** Exercise instructions **
The records sit below. Return every line in them that holds the word "instance".

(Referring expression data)

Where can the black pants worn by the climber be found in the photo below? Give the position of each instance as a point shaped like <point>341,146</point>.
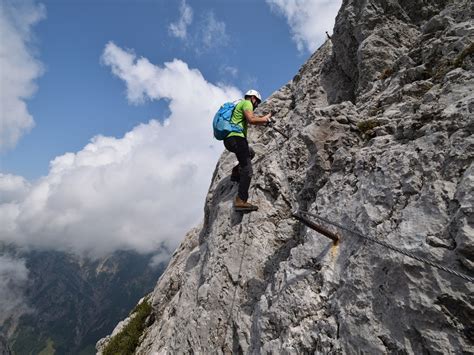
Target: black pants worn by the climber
<point>244,153</point>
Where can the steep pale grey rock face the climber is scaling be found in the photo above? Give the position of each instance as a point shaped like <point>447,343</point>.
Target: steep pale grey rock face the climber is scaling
<point>381,125</point>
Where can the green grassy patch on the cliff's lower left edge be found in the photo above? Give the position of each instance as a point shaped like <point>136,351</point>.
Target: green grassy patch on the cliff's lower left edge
<point>127,340</point>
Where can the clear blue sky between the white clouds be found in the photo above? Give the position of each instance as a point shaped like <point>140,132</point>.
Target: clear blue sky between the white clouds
<point>77,97</point>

** Task answer **
Where can the black pants worn by the climber be found in the photo below? Give the position of each instance as a point shaped like <point>341,146</point>.
Where can the steep pale grey rock face the climber is scaling be found in the photo above? Give the position of each instance as a point shaped like <point>447,343</point>.
Where can the green grassy patch on the cliff's lower left edge be found in the photo above? Give the position of each instance as a point shaped like <point>136,351</point>.
Where can the clear blue sky between the white clouds be found in the photo above? Give the position of each instance as a point shaped like <point>140,132</point>.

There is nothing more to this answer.